* **TASK OBJECTIVE**: Format the records below as a JSON list of strings, one per line, with blank lines left out, starting at the line that contains "like x=105 y=113." and ending at the line that contains "x=707 y=695", both included.

%%

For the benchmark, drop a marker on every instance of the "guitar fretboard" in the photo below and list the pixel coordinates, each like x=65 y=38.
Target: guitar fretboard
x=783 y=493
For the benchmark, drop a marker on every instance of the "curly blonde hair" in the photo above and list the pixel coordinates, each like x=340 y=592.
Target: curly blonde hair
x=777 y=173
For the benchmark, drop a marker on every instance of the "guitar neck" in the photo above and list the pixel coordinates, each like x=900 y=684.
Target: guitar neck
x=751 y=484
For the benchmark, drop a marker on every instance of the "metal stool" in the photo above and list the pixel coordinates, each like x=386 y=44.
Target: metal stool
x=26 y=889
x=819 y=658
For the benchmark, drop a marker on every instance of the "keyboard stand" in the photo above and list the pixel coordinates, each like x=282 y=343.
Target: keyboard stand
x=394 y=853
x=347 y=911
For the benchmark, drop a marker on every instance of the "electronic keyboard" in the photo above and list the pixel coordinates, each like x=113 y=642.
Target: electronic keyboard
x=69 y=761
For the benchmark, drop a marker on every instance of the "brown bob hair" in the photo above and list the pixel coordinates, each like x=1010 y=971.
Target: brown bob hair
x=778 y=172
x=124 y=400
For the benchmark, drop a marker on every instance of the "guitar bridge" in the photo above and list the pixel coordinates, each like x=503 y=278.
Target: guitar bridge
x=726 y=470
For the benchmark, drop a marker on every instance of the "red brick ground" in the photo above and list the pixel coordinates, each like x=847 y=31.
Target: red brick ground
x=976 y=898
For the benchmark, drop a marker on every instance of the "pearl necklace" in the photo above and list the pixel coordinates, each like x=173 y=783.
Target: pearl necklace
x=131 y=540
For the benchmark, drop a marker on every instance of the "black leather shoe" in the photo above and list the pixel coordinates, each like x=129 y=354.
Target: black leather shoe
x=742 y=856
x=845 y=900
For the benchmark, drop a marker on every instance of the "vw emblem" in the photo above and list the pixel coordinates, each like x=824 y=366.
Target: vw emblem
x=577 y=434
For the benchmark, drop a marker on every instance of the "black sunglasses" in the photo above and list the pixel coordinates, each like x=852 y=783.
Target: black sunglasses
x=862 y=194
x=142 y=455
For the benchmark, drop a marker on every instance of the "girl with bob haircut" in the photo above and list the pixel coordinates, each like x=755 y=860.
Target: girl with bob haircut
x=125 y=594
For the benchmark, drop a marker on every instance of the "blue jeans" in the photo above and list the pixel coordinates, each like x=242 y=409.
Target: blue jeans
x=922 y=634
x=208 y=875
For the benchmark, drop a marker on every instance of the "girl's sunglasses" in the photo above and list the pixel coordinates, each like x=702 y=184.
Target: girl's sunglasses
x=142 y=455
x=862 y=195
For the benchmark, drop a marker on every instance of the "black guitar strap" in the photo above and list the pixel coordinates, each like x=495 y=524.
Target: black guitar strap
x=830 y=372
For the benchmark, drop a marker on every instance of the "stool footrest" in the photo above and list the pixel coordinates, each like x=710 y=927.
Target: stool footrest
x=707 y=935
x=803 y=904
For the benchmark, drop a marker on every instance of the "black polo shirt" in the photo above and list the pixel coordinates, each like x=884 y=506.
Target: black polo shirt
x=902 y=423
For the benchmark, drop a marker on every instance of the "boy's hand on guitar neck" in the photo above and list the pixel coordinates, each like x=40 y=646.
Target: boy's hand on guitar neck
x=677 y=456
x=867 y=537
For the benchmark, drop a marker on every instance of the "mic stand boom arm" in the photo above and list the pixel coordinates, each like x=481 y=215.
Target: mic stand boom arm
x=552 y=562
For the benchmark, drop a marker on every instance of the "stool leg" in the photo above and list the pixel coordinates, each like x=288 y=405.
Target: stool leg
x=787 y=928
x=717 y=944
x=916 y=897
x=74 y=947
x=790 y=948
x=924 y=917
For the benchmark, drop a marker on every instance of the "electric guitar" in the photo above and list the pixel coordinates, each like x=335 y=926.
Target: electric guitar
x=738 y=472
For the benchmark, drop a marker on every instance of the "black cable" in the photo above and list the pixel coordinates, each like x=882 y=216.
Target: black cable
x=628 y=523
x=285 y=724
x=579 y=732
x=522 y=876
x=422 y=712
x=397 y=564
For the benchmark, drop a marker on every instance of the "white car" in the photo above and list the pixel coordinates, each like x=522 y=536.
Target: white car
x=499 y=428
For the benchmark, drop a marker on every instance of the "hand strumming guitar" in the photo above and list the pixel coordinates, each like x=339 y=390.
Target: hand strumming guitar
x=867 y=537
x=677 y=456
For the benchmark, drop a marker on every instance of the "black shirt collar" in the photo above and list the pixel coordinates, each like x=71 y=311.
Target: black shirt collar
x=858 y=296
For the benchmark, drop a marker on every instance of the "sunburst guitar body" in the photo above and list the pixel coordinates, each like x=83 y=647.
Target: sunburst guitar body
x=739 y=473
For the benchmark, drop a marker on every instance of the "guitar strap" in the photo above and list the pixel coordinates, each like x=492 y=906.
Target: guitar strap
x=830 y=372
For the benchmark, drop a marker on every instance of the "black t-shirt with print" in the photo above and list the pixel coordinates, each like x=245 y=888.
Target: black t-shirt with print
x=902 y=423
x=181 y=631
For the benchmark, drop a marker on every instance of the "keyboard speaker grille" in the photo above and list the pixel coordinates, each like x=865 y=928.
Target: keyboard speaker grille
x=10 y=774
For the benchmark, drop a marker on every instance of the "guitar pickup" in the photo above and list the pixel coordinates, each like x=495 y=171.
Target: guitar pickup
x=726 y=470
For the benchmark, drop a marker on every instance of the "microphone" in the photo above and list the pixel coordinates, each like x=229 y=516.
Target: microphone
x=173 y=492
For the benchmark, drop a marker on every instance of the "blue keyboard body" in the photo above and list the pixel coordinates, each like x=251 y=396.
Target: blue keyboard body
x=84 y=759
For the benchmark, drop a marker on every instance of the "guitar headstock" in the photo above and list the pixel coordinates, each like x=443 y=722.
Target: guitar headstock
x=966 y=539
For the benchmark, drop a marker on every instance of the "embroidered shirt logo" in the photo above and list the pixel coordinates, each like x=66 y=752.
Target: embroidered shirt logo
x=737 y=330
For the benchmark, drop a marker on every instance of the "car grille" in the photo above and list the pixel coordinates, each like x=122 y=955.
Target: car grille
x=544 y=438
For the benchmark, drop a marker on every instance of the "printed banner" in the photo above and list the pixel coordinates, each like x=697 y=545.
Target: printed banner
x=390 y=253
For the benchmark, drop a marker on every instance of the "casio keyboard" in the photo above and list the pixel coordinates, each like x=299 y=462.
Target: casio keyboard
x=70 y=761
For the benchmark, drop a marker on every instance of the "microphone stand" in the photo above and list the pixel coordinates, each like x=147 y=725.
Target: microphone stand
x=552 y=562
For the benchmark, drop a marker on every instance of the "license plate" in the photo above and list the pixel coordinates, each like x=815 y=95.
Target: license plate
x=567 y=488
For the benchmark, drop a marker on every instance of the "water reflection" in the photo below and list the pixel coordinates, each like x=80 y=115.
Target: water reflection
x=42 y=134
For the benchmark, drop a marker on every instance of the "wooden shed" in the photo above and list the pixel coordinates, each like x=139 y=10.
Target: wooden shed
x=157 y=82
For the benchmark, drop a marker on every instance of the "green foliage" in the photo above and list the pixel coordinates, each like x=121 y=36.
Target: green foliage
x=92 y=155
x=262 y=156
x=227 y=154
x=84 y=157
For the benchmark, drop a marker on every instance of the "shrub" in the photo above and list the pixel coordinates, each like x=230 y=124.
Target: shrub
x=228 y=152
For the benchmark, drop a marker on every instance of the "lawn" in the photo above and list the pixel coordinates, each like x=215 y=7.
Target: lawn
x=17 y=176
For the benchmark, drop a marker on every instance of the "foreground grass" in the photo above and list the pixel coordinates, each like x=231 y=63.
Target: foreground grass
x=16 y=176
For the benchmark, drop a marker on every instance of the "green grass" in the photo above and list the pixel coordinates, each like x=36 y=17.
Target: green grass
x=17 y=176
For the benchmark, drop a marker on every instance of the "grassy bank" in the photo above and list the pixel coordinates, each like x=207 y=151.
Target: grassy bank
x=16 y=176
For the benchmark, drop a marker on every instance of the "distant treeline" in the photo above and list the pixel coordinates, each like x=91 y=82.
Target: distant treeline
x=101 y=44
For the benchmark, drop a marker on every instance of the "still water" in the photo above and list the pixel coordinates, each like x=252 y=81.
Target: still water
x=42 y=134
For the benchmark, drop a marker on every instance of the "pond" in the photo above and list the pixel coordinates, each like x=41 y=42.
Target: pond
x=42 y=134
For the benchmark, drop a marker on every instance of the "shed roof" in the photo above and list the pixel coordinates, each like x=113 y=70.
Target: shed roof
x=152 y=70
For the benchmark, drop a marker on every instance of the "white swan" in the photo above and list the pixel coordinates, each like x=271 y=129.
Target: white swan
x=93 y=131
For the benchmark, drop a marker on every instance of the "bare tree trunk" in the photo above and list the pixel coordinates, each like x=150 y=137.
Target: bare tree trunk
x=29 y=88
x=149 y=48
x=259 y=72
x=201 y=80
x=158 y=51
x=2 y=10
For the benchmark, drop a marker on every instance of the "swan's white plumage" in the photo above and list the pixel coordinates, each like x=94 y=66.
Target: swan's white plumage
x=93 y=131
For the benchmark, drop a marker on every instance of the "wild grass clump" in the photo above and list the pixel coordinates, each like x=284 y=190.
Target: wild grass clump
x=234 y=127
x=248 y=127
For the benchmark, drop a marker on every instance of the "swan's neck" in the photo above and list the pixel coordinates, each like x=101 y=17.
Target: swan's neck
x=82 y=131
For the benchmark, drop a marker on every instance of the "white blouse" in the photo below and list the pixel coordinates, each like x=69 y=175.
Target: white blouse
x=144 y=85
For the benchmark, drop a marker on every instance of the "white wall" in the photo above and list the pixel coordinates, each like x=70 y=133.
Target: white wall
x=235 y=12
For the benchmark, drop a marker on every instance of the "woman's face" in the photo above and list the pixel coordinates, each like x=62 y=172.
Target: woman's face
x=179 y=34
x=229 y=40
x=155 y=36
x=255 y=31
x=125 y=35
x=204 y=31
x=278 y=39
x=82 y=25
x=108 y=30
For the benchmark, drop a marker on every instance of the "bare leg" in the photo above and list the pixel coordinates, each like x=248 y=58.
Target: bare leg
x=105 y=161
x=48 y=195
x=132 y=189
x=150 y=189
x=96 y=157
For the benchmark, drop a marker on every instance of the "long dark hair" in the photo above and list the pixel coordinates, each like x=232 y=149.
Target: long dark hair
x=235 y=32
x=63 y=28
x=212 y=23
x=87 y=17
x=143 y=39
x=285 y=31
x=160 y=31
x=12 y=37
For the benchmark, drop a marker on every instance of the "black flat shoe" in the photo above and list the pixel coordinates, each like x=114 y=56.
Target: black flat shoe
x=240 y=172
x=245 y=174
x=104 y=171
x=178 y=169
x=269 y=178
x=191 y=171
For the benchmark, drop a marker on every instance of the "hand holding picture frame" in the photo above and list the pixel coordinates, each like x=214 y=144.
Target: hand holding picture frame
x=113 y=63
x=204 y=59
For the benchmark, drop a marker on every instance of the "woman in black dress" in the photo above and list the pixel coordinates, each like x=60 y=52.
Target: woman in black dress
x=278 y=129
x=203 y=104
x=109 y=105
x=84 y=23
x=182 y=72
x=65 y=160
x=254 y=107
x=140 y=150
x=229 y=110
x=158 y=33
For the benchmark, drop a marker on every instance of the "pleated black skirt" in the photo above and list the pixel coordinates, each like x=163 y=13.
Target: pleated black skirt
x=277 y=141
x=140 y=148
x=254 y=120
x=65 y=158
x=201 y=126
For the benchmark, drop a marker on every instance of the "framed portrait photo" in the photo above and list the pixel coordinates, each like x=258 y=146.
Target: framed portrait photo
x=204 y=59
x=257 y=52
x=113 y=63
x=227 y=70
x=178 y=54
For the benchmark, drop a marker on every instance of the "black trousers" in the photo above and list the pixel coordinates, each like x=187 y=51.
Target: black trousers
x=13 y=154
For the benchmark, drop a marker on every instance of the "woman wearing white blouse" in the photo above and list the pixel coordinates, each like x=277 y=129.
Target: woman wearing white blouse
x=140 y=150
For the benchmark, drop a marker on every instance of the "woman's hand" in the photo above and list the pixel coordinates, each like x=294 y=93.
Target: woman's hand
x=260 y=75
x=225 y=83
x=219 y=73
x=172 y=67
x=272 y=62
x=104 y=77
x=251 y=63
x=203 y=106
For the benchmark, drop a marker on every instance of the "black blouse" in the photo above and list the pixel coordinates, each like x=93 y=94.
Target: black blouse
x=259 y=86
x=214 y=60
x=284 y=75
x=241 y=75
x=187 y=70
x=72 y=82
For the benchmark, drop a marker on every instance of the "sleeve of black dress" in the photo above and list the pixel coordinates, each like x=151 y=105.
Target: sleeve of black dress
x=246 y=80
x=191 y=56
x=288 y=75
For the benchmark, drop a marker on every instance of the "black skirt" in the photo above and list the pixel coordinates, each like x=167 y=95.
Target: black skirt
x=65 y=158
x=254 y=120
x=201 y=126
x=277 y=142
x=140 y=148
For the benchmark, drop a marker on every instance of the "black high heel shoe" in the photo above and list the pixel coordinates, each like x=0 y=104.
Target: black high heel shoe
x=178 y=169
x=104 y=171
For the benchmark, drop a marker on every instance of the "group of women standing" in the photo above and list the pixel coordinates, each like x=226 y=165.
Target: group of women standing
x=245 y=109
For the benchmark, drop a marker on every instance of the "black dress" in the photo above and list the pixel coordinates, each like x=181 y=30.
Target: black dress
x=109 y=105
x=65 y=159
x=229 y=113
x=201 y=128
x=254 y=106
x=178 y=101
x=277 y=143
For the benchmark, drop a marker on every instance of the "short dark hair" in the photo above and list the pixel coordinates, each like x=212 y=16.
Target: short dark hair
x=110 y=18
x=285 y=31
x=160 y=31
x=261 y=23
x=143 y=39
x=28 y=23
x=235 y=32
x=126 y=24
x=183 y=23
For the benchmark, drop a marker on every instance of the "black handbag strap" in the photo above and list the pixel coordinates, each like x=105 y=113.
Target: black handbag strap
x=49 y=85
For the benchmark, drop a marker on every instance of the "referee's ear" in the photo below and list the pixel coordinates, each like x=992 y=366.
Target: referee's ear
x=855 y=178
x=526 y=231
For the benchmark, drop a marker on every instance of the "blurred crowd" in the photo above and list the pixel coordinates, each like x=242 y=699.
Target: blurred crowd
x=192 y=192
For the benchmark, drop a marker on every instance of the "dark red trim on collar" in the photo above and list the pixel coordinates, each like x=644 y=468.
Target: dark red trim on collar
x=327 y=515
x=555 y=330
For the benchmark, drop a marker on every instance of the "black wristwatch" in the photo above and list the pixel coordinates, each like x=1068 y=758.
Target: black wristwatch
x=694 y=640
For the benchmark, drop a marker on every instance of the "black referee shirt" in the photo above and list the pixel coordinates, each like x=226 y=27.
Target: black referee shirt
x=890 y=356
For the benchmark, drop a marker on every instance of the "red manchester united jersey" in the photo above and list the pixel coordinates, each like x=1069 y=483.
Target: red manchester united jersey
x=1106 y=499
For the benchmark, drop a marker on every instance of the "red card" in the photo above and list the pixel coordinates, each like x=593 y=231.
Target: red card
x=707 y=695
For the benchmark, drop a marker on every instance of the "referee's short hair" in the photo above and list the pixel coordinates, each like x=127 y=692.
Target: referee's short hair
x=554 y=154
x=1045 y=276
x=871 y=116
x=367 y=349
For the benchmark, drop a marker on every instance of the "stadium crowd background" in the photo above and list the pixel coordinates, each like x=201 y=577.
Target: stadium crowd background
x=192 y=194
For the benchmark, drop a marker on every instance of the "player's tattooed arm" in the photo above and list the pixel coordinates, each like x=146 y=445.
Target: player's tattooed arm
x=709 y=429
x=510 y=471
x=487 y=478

%%

* **WRITTEN REPLY**:
[
  "For the benchmark, drop a marker on every instance of the \"black handbag strap\" in the photo above and list the pixel coordinates, each like x=105 y=113.",
  "Target: black handbag strap",
  "x=49 y=85",
  "For the benchmark, drop a marker on every instance of the \"referee's ear\" in the photo below and list the pixel coordinates, each like x=992 y=366.",
  "Target: referee's ear",
  "x=855 y=178",
  "x=526 y=231",
  "For the benchmark, drop a marker on every instance of the \"blurred crowd\" in the photo above and list the pixel coordinates, each like x=242 y=699.",
  "Target: blurred crowd",
  "x=192 y=192",
  "For the benchmark, drop a marker on every instance of the \"dark red trim on collar\" in the photo above and list the pixel coordinates, each like x=644 y=468.",
  "Target: dark red trim on collar",
  "x=327 y=515",
  "x=555 y=330",
  "For the benchmark, drop a marker on every instance of the \"black wristwatch\" in the photo above and list the pixel coordinates, each like x=1068 y=758.",
  "Target: black wristwatch",
  "x=694 y=640",
  "For the benchmark, drop a marker on every instance of the \"black referee shirt\" in the photo above and list the pixel coordinates, each like x=226 y=27.",
  "Target: black referee shirt",
  "x=890 y=356",
  "For the benchmark, drop a marker on every instance of the \"red manchester united jersey\" in the photo above and list the pixel coordinates, each like x=1069 y=483.",
  "Target: red manchester united jersey",
  "x=1106 y=499",
  "For the benchmark, drop a marker on every instance of the \"red card\" in the photo above and list the pixel coordinates, each like x=593 y=231.",
  "Target: red card",
  "x=707 y=695"
]